> **DIRECTION A**
Rewrite the stretch of records from the line containing "If you could drop a marker on the green stem, one" through the end of the records, keeping every line including the requests. Shift each answer coordinate by adding 71 to both numbers, and leave the coordinates in the requests as they are.

> **QUOTED TEXT**
────────

You are viewing a plain text version of this content. The canonical link for it is here.
Posted to dev@subversion.apache.org by Garrett Rooney <ro...@electricjellyfish.net> on 2006/07/03 20:10:17 UTC

Re: BBD Pool Cleanup Ordering Bugs?

On 6/30/06, Branko Čibej <br...@xbc.nu> wrote:

> Sorry I sort of ignored your last mail, I've been quite busy lately. But
> it turns out that you guessed what worries me.

Ok, good to know I'm at least on the right track ;-)

> > Another question that jumps to mind, how does this stuff even work
> > with thread local variables like this?  Does it imply that __close
> > needs to be called from the same thread that was using the environment
> > (and thus that generated the errors) so that it can free the errors?
> > If that's the case, can cleanup_env even potentially destroy those
> > errors, how would it get at them?  I feel like I'm missing something
> > here...
> The idea is that if you create an svn_fs_t in one thread, you must
> always use it in that thread. I don't think we've spelled that out
> anywhere, but then, we've not really defined our thread-safety
> guarantees in general. Certainly a threaded svnserve uses svn_fs_t's in
> the way that code expects them to be used.

Yeah...  This kind of worries me, but it's not like we can really do
much better.

> I'm worried that it's possible to order svn_fs_t creation in such a way
> that the gathered svn_error_t's are destroyed before the last svn_fs_t
> that might want to use them. At this point, I don't even know if this
> scenario is possible, much less how to recover from it.

I think we're basically stuck in some of the potential situations.

Here's my current thinking, and my current patch.  Let me know if this
makes any sense at all, because currently I'm not quite sure ;-)

────────

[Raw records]
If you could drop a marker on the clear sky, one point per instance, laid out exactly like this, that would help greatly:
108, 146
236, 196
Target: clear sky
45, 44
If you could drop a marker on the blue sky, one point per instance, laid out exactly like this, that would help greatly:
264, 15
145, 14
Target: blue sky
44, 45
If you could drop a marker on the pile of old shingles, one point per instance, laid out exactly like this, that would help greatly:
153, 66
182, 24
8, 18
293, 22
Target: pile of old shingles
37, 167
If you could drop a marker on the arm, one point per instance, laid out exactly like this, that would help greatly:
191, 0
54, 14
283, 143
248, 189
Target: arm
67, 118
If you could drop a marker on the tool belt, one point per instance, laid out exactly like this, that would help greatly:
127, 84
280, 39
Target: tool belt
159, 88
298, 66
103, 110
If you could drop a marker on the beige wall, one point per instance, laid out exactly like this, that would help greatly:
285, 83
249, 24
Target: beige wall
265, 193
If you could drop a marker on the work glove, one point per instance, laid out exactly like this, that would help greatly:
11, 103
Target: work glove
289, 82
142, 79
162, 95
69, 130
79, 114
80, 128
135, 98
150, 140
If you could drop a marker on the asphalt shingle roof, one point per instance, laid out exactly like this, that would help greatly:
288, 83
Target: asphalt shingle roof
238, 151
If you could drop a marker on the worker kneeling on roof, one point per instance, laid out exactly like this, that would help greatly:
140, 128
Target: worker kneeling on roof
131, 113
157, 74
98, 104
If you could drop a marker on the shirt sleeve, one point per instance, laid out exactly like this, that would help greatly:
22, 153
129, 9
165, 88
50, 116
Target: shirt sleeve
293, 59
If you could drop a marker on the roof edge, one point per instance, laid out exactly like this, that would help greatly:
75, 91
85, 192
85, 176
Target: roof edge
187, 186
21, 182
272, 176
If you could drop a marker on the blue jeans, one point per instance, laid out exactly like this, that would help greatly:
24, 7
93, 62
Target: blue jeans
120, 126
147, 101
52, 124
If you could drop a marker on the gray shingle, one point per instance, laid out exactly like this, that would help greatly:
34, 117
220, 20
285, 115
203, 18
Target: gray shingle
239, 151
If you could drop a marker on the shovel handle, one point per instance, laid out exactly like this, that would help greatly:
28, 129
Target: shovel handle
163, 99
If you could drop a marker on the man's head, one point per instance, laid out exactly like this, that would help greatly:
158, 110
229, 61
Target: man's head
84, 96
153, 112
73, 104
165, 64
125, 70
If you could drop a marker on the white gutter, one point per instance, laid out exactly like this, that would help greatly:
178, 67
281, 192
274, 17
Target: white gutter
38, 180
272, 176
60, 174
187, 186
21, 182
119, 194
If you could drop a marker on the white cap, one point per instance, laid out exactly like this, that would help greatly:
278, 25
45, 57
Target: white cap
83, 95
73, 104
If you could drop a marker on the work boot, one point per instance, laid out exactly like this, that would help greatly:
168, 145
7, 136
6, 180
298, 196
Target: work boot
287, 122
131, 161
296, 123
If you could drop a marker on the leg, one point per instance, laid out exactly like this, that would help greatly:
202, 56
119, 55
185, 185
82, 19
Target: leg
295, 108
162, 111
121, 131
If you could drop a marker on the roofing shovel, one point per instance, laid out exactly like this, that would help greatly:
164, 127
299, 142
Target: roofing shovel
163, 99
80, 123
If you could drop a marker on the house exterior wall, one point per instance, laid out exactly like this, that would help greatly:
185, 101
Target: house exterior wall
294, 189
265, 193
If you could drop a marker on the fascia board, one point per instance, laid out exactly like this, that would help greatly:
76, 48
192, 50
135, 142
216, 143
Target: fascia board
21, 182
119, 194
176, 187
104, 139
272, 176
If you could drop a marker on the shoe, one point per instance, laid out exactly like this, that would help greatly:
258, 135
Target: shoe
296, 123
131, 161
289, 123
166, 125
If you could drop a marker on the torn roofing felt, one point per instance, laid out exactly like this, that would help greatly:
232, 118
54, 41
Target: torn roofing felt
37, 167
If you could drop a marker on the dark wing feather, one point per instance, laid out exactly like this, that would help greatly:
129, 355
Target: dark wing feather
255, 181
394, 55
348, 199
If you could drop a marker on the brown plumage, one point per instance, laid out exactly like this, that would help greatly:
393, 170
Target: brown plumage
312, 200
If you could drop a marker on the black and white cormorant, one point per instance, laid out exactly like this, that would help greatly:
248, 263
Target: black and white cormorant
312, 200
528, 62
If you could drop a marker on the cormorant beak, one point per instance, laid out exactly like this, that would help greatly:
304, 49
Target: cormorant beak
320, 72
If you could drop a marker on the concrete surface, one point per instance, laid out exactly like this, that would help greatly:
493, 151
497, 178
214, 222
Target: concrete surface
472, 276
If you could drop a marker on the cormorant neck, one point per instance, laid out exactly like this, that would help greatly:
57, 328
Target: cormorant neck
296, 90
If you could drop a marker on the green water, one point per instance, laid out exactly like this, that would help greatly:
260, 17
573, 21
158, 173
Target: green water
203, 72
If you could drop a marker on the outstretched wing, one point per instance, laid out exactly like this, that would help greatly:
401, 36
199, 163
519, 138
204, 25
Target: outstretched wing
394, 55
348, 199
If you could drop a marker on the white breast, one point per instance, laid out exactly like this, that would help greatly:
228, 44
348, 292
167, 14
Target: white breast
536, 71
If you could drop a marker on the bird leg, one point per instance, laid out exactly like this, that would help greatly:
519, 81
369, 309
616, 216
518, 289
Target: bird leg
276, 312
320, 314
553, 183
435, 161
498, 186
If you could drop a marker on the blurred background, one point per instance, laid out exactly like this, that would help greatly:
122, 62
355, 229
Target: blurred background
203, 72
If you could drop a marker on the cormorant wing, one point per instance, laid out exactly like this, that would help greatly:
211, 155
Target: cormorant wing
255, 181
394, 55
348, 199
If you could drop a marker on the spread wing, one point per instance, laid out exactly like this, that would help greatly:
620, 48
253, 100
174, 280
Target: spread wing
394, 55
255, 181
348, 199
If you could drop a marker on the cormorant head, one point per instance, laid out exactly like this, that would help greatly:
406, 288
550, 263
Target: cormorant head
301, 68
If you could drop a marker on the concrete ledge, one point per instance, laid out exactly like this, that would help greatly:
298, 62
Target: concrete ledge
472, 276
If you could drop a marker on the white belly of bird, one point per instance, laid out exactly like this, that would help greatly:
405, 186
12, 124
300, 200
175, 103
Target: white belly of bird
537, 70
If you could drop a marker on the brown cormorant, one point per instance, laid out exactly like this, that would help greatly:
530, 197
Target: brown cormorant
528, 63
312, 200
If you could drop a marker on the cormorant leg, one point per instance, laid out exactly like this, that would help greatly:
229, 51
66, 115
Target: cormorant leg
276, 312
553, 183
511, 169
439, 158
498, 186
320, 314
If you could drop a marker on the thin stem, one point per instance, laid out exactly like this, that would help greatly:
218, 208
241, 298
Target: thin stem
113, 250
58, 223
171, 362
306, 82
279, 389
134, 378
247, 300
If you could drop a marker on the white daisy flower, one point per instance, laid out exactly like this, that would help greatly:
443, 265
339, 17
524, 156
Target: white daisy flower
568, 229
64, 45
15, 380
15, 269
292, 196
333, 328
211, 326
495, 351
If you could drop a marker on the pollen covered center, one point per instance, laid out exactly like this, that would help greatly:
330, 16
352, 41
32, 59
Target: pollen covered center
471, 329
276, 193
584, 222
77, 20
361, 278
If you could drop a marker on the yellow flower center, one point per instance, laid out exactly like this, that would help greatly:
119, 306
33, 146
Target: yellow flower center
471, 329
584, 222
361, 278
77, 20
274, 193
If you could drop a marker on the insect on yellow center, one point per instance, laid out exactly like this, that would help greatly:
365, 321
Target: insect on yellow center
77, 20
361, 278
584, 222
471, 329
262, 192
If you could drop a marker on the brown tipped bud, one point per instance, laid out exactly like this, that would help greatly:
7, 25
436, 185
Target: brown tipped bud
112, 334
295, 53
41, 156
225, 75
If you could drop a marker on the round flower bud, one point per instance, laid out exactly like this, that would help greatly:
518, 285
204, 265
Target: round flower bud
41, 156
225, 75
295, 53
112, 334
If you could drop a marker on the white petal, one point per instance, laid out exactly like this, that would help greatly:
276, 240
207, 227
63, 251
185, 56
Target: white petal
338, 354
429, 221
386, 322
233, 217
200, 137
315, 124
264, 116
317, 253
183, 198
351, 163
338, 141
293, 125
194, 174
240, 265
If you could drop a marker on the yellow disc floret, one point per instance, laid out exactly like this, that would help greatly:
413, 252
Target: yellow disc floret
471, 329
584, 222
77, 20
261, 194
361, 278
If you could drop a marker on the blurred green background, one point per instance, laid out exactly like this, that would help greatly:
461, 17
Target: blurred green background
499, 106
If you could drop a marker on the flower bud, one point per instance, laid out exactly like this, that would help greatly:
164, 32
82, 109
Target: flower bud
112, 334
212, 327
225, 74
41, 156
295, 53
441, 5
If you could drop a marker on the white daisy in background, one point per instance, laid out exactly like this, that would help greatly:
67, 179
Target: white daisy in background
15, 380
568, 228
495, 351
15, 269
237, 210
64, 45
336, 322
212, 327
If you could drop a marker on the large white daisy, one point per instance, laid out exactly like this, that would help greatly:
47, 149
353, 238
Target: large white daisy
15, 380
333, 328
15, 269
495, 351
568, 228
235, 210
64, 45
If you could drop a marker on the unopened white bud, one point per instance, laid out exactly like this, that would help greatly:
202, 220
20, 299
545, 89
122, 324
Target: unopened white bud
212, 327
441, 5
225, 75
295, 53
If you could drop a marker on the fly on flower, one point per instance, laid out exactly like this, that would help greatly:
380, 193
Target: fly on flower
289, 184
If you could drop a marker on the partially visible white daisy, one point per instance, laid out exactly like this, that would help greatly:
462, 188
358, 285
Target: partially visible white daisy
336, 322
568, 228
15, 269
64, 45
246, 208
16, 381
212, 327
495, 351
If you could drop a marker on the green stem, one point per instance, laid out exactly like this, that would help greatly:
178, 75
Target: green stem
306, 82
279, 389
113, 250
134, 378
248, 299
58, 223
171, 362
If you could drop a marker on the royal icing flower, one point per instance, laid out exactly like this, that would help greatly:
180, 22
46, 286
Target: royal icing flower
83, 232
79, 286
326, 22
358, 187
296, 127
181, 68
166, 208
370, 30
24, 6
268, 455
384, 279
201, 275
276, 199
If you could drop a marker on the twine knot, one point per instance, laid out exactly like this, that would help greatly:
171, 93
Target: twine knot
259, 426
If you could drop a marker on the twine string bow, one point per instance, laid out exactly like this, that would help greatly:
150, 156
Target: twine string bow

────────

> **DIRECTION B**
Resume the mailing-list post on BDB pool cleanup ordering, writing on from its final sentence.

> **OUTPUT A**
If you could drop a marker on the green stem, one point per instance, laid out exactly like this, that would help greatly:
178, 75
Target: green stem
377, 153
350, 460
184, 321
205, 449
319, 370
129, 294
242, 433
If you could drop a marker on the royal icing flower, one point per instance, laid out exactly like this, that would help greatly:
180, 22
46, 286
Target: royal icing flower
154, 303
150, 357
397, 93
429, 258
367, 198
252, 139
237, 279
441, 101
95, 77
339, 526
455, 350
272, 346
347, 270
If you could drop a marker on the twine knot, one point per instance, laid out exactly like this, that would help greatly:
171, 93
Target: twine knot
330, 497
If you could drop a marker on the twine string bow, one point per instance, laid out exactly like this, that would help greatly:
150, 156
Target: twine string bow

> **OUTPUT B**
We actually do need a destructor callback for
apr_threadkey_private_create.  If we don't pass one then any thread
that messes with a bdb env but doesn't correctly clean it up will leak
memory.  This won't be called in the normal case, since the variable
will have been set to NULL in the __close function, but for the
abnormal case it is still required.

Side note here...  It looks like this callback will only ever be
called on Unix, Win32 doesn't even do anything with it.  Still, it's
not like we're relying on it for anything other than avoiding leaks
with poorly behaved users of the API, so this bug in APR doesn't
necessarily hurt us too badly.

There may also be a potential for races during shutdown where
cleanup_env happens before svn_fs_bdb__close finishes up.  I have no
idea how this could happen, but I'm willing to accept on faith that it
can.  It sounds like Branko also thinks this is possible, but can't
prove that fact.  To avoid this, I think the best bet is to go with
Branko's idea of just not doing the cleanup in the case where
bdb->pool is NULL.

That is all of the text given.